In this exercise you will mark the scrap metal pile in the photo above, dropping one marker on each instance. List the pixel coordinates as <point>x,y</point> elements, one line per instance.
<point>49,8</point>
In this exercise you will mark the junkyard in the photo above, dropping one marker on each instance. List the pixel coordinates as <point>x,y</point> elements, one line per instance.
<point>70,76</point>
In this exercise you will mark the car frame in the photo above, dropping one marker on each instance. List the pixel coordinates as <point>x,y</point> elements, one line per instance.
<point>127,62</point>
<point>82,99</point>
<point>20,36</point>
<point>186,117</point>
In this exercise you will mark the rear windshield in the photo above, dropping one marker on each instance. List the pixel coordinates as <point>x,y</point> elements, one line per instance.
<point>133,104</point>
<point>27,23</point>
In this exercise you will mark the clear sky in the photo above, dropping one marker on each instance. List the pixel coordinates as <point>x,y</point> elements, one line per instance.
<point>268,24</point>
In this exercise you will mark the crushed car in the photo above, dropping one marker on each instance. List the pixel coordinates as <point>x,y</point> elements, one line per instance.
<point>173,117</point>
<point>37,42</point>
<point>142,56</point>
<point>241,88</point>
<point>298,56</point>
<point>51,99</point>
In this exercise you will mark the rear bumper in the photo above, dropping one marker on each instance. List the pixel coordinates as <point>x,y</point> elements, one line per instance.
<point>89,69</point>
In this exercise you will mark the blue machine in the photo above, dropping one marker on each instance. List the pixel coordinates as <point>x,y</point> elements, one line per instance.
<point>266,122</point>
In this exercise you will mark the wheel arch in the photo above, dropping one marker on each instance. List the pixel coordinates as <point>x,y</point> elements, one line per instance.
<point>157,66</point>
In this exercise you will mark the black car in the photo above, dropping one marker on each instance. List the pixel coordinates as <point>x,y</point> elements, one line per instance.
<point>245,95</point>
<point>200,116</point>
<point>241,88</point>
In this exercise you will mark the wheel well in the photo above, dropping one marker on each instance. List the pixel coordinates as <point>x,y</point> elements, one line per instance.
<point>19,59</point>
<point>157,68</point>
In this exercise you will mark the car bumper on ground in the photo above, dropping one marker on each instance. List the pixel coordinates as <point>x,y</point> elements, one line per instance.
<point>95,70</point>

------------------------------------

• Task directions: The lines to quote run from the one containing "In this exercise you will mark the rear bumper" through the final line of the material above; please give them exactly, both ends included, and nothing else.

• Task solution:
In this exercise you will mark the rear bumper in the photo above, dropping one marker on each instance. List the pixel coordinates as <point>x,y</point> elements, one line per instance.
<point>89,69</point>
In this exercise you will mark the blue machine in the photo above, dropping one marker on each instance. List the pixel coordinates as <point>x,y</point> elements, one line per instance.
<point>266,122</point>
In this exercise you will mark the wheel arch in the photo above, dropping one marker on each instance. List the pixel coordinates as <point>x,y</point> elements, one line per instance.
<point>157,66</point>
In this exercise you will mark the black car in the photo above, dropping one marker on each instance. List the pixel coordinates as <point>x,y</point> elements, one line per instance.
<point>245,95</point>
<point>200,116</point>
<point>241,88</point>
In this exercise you will mark the wheel well in the photo above, dropping one marker on each instance. List the pixel coordinates as <point>x,y</point> elements, one line per instance.
<point>19,59</point>
<point>157,68</point>
In this exercise you will mark the car bumper on ground in the photo above, dropping one marker on each instance. List the pixel coordinates as <point>x,y</point> elements, one line per instance.
<point>95,70</point>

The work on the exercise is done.